Copy the material below word for word, from the line containing "Cam-trap alert: motion was detected. Identify cyclist in" through the line containing "269, 120, 317, 160", including both of those lines.

____________________

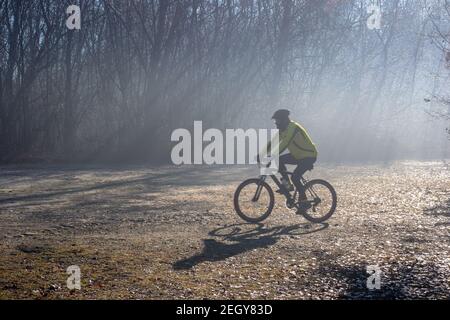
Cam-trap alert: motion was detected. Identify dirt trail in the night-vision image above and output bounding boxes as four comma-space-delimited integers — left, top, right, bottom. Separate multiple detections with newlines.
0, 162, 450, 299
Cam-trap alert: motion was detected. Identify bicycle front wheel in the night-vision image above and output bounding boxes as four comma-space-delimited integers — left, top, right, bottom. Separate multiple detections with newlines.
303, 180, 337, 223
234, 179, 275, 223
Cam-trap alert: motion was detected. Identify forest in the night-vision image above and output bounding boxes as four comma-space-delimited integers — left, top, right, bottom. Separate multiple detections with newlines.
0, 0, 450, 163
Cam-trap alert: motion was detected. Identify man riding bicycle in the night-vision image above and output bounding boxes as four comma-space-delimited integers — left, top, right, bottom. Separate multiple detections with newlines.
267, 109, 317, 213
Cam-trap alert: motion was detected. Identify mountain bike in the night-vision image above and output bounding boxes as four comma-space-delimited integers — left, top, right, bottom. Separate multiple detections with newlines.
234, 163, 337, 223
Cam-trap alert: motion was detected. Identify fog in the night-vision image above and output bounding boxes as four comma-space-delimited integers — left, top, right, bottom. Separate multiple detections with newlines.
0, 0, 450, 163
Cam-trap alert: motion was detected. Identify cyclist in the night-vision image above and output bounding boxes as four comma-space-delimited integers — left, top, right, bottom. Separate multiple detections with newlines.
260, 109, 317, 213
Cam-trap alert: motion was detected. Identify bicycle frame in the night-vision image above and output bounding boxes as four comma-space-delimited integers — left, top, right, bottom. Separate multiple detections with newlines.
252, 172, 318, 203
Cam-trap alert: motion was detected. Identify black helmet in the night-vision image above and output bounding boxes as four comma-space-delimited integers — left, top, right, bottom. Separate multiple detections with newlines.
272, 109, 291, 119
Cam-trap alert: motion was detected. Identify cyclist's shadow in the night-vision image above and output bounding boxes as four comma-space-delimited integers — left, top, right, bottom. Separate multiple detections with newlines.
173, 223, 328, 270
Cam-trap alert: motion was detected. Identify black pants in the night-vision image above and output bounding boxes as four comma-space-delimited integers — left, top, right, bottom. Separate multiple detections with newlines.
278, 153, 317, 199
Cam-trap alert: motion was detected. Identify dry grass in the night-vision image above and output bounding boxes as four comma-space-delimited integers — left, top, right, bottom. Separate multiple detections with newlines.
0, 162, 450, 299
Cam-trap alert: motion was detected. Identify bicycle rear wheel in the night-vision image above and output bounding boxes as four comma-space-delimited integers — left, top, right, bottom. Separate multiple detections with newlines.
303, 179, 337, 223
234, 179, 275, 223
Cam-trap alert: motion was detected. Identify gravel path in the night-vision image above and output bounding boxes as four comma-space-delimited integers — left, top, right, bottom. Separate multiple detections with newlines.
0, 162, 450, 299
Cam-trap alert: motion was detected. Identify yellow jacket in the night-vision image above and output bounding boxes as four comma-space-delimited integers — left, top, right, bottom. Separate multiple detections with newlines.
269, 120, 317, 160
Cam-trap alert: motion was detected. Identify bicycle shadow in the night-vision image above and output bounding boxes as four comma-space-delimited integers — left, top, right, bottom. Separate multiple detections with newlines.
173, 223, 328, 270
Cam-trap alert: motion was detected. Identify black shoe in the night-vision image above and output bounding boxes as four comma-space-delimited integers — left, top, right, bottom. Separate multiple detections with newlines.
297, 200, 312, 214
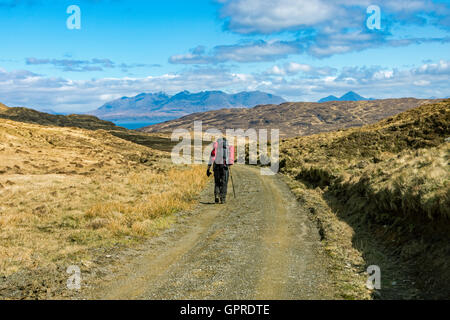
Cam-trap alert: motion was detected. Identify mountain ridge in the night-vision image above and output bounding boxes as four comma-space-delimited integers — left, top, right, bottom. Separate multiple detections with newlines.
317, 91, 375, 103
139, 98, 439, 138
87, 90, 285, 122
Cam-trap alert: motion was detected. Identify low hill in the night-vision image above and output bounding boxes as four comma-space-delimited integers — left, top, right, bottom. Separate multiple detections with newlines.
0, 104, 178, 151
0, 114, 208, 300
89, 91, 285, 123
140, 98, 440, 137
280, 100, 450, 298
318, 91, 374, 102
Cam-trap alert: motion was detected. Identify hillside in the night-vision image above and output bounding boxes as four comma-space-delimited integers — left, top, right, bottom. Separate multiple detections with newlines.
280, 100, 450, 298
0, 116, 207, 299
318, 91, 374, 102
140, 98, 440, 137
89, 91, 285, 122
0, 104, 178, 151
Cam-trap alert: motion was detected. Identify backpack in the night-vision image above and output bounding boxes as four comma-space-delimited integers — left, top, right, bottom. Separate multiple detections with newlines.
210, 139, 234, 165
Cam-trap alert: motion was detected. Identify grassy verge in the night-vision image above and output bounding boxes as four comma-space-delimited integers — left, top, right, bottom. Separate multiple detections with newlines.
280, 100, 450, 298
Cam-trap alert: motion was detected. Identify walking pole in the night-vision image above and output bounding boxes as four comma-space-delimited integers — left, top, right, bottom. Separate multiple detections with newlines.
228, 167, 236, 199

____________________

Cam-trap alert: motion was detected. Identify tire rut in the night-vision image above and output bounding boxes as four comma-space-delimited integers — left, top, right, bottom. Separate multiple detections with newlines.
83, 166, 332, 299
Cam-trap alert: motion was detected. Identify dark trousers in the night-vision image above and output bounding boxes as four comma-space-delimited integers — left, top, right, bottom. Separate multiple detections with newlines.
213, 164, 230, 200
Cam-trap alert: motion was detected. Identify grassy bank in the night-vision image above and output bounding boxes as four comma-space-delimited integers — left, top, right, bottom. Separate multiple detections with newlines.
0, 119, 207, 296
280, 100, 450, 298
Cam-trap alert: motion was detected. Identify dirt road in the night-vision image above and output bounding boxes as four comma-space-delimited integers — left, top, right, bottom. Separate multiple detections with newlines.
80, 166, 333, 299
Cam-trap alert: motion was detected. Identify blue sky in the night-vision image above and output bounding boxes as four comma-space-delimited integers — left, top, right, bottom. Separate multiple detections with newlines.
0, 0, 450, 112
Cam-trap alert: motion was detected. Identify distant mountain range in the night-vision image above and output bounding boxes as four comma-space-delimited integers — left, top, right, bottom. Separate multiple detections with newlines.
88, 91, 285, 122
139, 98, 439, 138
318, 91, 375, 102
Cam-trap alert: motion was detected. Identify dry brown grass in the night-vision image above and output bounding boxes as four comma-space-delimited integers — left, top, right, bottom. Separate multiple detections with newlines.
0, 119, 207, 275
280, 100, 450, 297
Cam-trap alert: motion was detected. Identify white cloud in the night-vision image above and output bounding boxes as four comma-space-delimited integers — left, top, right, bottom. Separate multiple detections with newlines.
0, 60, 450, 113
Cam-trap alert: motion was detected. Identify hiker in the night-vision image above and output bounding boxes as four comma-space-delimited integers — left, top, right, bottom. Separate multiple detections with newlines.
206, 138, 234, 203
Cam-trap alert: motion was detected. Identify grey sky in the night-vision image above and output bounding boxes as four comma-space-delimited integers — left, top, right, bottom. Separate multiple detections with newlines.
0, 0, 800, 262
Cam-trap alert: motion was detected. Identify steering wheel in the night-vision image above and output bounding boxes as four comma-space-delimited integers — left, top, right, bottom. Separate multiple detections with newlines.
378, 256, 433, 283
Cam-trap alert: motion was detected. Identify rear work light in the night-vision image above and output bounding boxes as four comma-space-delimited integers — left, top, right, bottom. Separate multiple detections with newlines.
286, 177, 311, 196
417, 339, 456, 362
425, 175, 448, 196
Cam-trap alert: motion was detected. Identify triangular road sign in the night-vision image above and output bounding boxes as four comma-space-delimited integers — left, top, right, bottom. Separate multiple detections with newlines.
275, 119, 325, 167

____________________

• **Exercise answer**
Cam-trap alert: motion was detected. Identify cyclist in the night-vision image above and output bounding boxes as four comma-space-delimited integers — left, top, right, bottom. Separate multiple detections with newlines.
260, 109, 317, 213
Cam-trap alert: motion was detected. Identify bicycle frame in the night-vision image above and output bounding boxes as four comma-space-delimited integers — left, top, right, bottom. Separate multiple detections with newlines.
252, 172, 318, 203
Cam-trap alert: motion was detected. Identify black helmet in the night-vision image above and output bounding boxes as four comma-space-delimited integers — left, top, right, bottom. Separate multiple detections with newlines.
272, 109, 291, 119
Cam-trap alert: motion was detected. Identify cyclist's shadow in the night-vision image above and output bounding boxes as four comma-space-delimited integers — left, top, right, bottom. Separate multiple detections with newlines.
173, 223, 328, 270
Cam-trap alert: motion was detected. Identify black pants in the night-vision image above and output bounding boxes as four comma-space-delimited integers — left, top, right, bottom. Separate multiple detections with newlines.
278, 153, 317, 199
Cam-trap alert: motion was detected. Identify dry grass in the night-vision image above and output bounding boxes as four comma-space-delimited integers — left, top, right, bottom. Separate multiple detections with newlines.
0, 162, 450, 299
Cam-trap alert: motion was detected. Identify bicycle rear wheel in the night-vision image above and output bounding boxes as four comma-space-delimited integers — left, top, right, bottom. Separate multiple detections with newlines.
303, 179, 337, 223
234, 179, 275, 223
Cam-trap alert: motion was detected. Identify gravel path in the night-vision image above and output bounding boxes as four comma-space-delimited integers — left, top, right, bottom. Separate multiple detections with newlines.
0, 162, 450, 299
Cam-trap alert: motion was detected. Identify yellow jacket in the night-vision image above and output bounding boxes as four comma-space-delimited integers — left, top, right, bottom. Separate multiple detections with newlines.
269, 120, 317, 160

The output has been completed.